■ Assignment: Give an exact copy of the line that has "Note to the class: locate the cake slice" and of every line below it, through the last, with nothing else.

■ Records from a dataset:
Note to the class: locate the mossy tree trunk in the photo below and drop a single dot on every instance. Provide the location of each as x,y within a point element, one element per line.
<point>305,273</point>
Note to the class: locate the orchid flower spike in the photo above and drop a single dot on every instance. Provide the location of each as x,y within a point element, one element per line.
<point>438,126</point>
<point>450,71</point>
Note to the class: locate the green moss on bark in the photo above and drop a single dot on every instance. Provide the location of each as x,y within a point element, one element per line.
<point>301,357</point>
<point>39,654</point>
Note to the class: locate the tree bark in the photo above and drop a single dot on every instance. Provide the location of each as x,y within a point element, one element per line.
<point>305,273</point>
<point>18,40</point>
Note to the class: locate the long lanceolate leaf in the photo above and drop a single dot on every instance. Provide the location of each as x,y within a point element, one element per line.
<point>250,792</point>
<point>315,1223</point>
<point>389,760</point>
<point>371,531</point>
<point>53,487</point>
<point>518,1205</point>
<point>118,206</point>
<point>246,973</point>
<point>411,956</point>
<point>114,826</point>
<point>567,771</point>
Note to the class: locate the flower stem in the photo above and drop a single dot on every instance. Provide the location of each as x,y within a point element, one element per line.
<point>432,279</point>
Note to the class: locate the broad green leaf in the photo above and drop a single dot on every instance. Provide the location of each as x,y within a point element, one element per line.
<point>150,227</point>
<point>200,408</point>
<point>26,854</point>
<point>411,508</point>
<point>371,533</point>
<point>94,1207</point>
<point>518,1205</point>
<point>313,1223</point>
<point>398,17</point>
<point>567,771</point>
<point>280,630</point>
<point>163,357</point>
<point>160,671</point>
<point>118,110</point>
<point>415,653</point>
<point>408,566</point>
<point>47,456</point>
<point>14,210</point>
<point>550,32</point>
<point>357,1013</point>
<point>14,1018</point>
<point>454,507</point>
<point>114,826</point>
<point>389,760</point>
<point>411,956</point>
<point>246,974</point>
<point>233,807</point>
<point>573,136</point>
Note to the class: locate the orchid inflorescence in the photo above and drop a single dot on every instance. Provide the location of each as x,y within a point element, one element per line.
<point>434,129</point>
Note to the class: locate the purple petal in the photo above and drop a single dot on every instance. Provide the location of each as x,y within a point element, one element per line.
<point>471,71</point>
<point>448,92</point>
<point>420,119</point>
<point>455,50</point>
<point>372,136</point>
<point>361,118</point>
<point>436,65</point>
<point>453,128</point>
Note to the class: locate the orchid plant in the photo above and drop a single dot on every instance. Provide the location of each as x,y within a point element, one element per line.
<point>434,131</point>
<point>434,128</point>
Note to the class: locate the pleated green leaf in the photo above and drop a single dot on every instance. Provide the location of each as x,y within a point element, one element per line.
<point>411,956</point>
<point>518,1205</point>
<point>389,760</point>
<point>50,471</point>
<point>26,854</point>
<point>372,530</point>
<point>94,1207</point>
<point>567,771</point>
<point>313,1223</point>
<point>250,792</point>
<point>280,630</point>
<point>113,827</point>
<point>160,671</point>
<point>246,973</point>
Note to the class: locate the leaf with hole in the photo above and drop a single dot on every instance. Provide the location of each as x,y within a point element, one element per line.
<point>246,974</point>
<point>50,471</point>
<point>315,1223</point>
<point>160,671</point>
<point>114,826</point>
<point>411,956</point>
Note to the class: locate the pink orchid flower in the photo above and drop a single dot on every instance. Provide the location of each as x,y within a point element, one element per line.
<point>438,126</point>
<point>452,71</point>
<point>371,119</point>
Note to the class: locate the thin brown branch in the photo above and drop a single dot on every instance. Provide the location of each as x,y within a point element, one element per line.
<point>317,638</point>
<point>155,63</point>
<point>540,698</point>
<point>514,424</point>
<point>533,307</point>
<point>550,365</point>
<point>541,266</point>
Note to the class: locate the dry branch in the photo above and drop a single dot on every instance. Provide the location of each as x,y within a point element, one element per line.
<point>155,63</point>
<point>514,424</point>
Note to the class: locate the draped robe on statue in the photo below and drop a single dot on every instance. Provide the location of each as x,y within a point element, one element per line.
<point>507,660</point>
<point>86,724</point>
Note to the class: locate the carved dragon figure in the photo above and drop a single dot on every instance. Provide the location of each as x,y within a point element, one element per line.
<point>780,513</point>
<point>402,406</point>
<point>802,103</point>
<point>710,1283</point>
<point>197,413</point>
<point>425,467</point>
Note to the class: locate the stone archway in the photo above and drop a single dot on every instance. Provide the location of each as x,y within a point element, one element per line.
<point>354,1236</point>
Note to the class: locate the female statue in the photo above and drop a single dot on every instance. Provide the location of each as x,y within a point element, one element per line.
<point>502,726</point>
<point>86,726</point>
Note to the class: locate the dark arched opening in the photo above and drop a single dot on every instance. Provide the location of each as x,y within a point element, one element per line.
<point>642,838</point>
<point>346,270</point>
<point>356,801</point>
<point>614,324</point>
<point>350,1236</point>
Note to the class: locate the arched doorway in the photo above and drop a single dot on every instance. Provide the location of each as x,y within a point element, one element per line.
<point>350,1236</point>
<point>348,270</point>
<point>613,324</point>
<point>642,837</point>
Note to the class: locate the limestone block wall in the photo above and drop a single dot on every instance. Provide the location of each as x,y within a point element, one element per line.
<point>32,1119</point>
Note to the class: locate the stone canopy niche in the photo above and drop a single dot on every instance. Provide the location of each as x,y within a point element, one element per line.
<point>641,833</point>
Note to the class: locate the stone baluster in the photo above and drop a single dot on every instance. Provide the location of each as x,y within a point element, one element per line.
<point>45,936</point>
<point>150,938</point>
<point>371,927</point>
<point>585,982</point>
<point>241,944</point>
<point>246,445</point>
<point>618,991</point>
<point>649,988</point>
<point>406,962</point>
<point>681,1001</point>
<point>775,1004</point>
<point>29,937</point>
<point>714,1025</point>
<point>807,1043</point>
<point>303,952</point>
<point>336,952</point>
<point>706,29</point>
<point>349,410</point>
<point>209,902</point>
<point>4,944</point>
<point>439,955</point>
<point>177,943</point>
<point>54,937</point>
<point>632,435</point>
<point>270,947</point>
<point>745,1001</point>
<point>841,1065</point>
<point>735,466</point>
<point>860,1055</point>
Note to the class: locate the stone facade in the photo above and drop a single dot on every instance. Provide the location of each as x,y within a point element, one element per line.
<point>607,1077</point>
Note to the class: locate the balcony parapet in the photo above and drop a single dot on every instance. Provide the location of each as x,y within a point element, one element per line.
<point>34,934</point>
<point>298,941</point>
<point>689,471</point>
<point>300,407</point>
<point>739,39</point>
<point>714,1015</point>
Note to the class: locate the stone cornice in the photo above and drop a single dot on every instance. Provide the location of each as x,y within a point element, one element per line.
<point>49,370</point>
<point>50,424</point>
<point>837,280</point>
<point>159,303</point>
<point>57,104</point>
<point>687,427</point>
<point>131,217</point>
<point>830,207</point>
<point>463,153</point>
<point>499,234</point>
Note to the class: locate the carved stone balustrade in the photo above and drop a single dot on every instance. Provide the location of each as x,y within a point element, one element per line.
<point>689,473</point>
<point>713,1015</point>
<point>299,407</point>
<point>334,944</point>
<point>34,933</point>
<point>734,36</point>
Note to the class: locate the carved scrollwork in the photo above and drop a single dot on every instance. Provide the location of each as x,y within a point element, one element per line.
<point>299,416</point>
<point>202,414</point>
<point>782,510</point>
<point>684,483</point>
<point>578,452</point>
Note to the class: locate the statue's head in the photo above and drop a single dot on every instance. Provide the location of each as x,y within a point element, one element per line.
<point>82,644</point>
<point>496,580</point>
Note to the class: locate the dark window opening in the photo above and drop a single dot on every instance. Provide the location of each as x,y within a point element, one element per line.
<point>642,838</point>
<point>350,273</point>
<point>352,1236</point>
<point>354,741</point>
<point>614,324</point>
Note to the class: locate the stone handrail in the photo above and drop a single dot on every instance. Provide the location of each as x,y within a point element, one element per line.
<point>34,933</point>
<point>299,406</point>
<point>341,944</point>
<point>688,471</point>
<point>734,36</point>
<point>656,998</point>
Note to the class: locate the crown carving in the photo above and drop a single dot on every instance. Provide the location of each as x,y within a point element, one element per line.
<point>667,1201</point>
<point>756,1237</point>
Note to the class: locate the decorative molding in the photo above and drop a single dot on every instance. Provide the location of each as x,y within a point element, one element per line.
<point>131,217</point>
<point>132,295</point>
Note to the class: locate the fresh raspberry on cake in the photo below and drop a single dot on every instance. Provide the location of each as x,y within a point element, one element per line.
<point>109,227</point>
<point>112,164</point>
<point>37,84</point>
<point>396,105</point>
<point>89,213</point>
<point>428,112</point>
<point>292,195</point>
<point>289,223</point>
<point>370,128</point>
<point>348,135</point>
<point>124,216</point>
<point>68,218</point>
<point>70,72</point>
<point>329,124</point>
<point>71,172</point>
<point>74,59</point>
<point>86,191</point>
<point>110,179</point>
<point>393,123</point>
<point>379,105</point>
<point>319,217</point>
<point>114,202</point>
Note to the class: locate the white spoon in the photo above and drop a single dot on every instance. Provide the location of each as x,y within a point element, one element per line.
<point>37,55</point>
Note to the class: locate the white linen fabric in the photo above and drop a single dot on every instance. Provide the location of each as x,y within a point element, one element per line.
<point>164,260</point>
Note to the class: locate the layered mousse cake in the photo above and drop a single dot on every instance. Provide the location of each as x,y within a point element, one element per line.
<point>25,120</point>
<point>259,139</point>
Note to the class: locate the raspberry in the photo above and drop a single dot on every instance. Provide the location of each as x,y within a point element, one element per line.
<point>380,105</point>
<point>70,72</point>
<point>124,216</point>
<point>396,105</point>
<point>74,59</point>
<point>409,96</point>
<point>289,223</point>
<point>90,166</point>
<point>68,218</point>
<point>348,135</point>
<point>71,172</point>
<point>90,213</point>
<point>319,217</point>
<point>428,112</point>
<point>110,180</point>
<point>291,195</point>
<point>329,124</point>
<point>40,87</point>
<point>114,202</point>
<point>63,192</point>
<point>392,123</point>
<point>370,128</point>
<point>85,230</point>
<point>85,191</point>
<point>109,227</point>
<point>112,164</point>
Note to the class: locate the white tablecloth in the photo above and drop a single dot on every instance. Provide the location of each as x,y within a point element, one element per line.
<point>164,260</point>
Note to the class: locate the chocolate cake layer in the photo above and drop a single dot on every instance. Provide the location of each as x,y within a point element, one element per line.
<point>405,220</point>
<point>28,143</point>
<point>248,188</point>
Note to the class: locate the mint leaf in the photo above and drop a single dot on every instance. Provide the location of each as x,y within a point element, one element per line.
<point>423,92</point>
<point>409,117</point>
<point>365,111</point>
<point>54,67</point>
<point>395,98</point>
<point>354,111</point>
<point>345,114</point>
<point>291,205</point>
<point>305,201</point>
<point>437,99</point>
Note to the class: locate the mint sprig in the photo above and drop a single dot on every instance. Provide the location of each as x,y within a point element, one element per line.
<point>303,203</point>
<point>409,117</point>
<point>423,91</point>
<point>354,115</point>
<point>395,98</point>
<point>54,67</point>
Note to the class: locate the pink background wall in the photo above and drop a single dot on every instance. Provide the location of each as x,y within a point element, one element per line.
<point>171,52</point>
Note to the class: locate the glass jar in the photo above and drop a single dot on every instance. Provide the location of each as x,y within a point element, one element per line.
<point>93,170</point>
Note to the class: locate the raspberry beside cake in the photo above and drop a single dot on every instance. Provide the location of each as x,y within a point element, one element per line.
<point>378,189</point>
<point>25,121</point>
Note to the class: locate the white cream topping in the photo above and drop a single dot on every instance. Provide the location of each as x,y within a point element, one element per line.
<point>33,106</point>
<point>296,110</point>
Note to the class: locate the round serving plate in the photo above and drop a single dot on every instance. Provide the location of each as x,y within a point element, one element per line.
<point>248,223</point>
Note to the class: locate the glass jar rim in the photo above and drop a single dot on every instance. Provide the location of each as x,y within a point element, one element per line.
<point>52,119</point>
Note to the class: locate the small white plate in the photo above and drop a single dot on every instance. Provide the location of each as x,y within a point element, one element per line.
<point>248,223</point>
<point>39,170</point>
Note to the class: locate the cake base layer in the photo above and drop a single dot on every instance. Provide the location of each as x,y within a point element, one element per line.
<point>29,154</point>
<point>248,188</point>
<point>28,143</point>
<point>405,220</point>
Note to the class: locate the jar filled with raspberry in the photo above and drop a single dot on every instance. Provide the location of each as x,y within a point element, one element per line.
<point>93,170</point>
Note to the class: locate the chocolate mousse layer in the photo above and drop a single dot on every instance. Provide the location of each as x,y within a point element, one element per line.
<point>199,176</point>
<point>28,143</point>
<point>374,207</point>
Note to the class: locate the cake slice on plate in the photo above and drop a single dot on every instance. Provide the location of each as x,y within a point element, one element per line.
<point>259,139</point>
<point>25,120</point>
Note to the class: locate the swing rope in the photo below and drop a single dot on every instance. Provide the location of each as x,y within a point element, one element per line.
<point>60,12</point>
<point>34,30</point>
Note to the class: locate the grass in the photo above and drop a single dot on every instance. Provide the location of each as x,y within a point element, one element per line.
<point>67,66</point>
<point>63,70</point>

■ Exercise answer:
Note to the class: locate the cake slice on plate in the photo above and drop a single dot on every instance. Provide the location of each as x,y within a point element, one element per line.
<point>259,139</point>
<point>25,120</point>
Note to the class: locate the swing rope in the photo below and drop a single dot on every instance. Provide the location of each as x,y within a point element, one element per line.
<point>60,12</point>
<point>34,30</point>
Note to the class: locate the grass in the photo above and drop a single dot on every instance. Provide the location of each as x,y within a point element, one element per line.
<point>67,66</point>
<point>63,70</point>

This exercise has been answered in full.